## Required work
Restate verbatim the span of lines below between the line with "Could you point out the distant" and the line with "Could you point out the forearm", including those two lines, and only that span.

## Records for the exercise
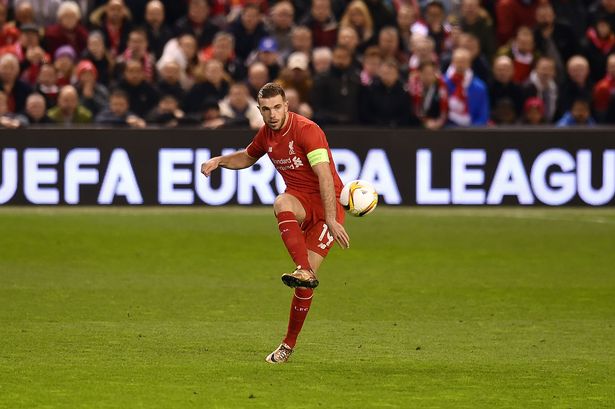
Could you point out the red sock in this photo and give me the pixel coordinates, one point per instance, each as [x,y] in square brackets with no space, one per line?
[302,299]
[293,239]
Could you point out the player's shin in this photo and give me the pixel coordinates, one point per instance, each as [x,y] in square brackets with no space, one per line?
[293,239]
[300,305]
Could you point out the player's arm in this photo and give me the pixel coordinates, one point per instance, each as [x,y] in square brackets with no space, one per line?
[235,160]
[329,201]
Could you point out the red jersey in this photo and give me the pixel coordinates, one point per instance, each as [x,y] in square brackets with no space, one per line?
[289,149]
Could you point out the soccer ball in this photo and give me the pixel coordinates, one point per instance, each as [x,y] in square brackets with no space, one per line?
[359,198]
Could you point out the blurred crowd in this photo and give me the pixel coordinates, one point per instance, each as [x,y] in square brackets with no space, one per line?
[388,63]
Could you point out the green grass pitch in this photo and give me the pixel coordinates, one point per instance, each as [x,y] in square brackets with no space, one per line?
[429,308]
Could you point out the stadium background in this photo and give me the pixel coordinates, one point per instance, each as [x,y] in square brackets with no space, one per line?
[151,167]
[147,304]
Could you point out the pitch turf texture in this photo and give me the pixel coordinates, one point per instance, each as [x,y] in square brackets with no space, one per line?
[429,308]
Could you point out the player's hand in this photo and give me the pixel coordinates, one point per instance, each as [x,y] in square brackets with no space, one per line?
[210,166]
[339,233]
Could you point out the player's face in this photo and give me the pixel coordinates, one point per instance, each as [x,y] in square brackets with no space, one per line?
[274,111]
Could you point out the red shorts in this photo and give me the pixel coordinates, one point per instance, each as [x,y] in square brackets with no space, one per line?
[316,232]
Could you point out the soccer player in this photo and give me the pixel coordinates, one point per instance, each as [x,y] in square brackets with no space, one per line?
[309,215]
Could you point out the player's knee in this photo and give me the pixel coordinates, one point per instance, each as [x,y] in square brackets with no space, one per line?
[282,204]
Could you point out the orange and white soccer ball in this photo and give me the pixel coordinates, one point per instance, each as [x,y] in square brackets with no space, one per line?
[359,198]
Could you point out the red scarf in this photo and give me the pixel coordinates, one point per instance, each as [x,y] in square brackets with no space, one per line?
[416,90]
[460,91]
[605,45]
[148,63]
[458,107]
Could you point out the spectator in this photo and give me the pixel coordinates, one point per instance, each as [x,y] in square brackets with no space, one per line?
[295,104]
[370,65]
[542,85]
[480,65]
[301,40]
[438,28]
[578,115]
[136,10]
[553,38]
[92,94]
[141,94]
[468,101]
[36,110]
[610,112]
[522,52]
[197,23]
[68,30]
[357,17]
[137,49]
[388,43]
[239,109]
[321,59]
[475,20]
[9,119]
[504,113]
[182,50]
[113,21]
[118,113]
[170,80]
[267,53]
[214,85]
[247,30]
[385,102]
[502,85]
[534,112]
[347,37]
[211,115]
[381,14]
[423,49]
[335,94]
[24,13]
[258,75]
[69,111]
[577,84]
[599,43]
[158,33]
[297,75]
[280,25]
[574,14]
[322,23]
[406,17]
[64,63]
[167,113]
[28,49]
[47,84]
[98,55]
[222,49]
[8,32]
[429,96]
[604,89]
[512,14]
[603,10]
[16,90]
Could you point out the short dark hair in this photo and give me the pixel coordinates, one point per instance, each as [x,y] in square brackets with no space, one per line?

--

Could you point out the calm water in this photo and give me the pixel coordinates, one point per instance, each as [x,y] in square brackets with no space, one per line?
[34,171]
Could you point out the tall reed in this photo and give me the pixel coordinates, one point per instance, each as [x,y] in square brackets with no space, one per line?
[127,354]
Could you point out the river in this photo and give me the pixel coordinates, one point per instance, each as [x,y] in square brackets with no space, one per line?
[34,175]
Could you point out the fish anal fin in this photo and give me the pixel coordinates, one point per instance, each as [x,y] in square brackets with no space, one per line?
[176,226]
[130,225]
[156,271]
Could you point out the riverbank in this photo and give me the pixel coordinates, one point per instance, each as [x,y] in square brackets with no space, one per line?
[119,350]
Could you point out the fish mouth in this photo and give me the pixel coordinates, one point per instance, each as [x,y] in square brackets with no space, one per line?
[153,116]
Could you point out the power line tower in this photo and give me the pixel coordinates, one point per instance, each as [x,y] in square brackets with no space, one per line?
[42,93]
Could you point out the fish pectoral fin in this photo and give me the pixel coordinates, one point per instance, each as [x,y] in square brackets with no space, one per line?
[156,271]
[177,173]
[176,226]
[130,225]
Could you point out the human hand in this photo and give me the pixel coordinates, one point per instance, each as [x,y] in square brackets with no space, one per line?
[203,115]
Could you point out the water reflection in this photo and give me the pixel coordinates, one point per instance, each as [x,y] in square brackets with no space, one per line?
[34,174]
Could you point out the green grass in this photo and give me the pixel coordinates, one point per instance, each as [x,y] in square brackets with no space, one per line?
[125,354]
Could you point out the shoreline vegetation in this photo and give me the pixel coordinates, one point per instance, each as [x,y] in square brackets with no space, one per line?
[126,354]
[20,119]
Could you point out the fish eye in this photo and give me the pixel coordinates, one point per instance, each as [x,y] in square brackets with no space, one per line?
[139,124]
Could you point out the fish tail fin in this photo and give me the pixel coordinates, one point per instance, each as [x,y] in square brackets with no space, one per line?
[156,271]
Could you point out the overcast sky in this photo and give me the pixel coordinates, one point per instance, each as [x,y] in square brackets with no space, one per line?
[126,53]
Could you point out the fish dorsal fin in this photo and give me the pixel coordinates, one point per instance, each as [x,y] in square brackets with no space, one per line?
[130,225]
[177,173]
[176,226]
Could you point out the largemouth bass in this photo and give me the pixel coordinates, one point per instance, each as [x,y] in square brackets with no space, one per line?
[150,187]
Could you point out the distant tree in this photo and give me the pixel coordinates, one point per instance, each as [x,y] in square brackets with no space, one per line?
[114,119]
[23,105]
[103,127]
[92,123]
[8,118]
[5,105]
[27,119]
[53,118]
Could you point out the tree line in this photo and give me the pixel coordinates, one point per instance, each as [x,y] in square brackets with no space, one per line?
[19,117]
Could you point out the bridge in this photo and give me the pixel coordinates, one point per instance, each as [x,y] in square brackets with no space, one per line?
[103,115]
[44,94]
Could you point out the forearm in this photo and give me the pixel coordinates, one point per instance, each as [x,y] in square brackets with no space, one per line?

## Solution for this problem
Could you point out the distant tree in this photo and give me the pixel coordinates, one point per instance, each as [x,y] in square brackets with no space, one per line?
[114,119]
[23,105]
[103,127]
[92,123]
[8,118]
[5,105]
[27,119]
[53,118]
Could you point out the tree line in this photo and give me the pixel coordinates, one point per instance, each as [x,y] in square brackets with no space, one per line?
[19,117]
Could you point out the bridge in this photo and give me the pixel coordinates, one point per instance, each as [x,y] in square brackets with no space, one per line?
[103,115]
[44,94]
Could you point out the forearm in this photo and give me the pixel coordinates, one point per instance, each as [x,y] in square brackets with no space, one per line?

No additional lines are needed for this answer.